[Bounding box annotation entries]
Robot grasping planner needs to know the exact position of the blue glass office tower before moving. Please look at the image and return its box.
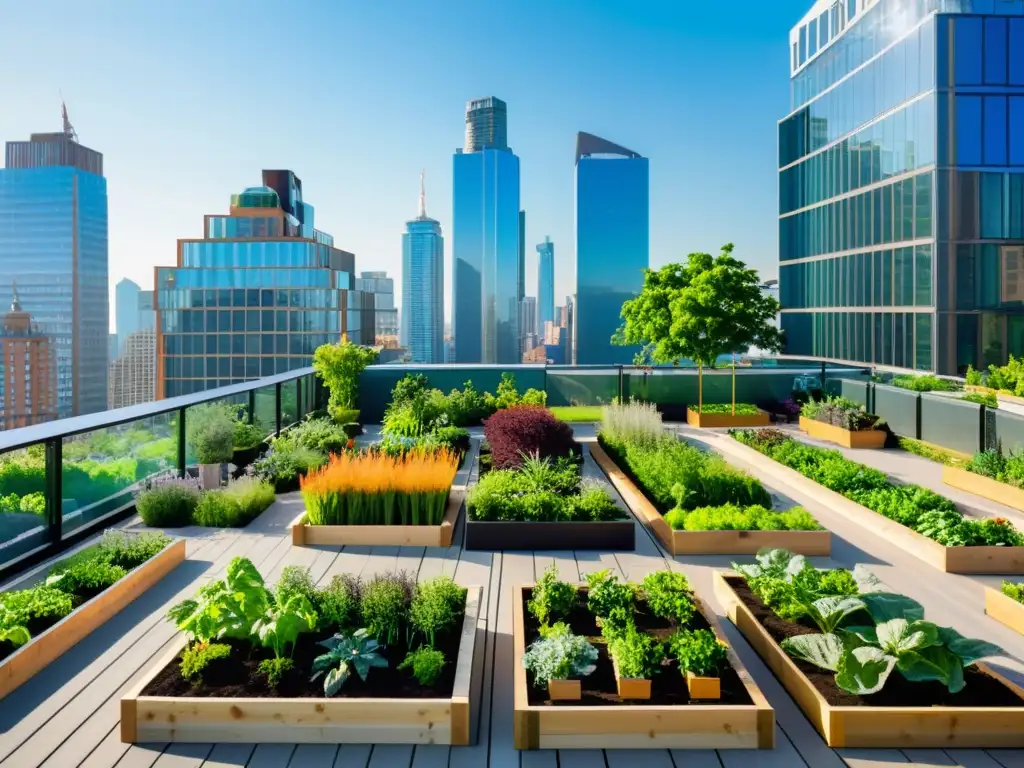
[571,133,650,366]
[537,238,555,334]
[779,0,1024,374]
[0,122,110,418]
[452,99,521,364]
[155,171,374,397]
[401,176,444,362]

### What to work on
Can you convert the lines above into a JSON list of strings, with one string per line and no blank lines, and leave out the picture?

### Answer to this problem
[
  "Robot grasping planner needs to know the exact position of the blue glass office tower before moving. Please look at the image and return its box.",
  "[571,133,650,366]",
  "[537,238,555,334]",
  "[779,0,1024,374]",
  "[0,122,110,418]",
  "[452,99,521,364]",
  "[155,171,374,397]",
  "[401,176,444,362]"
]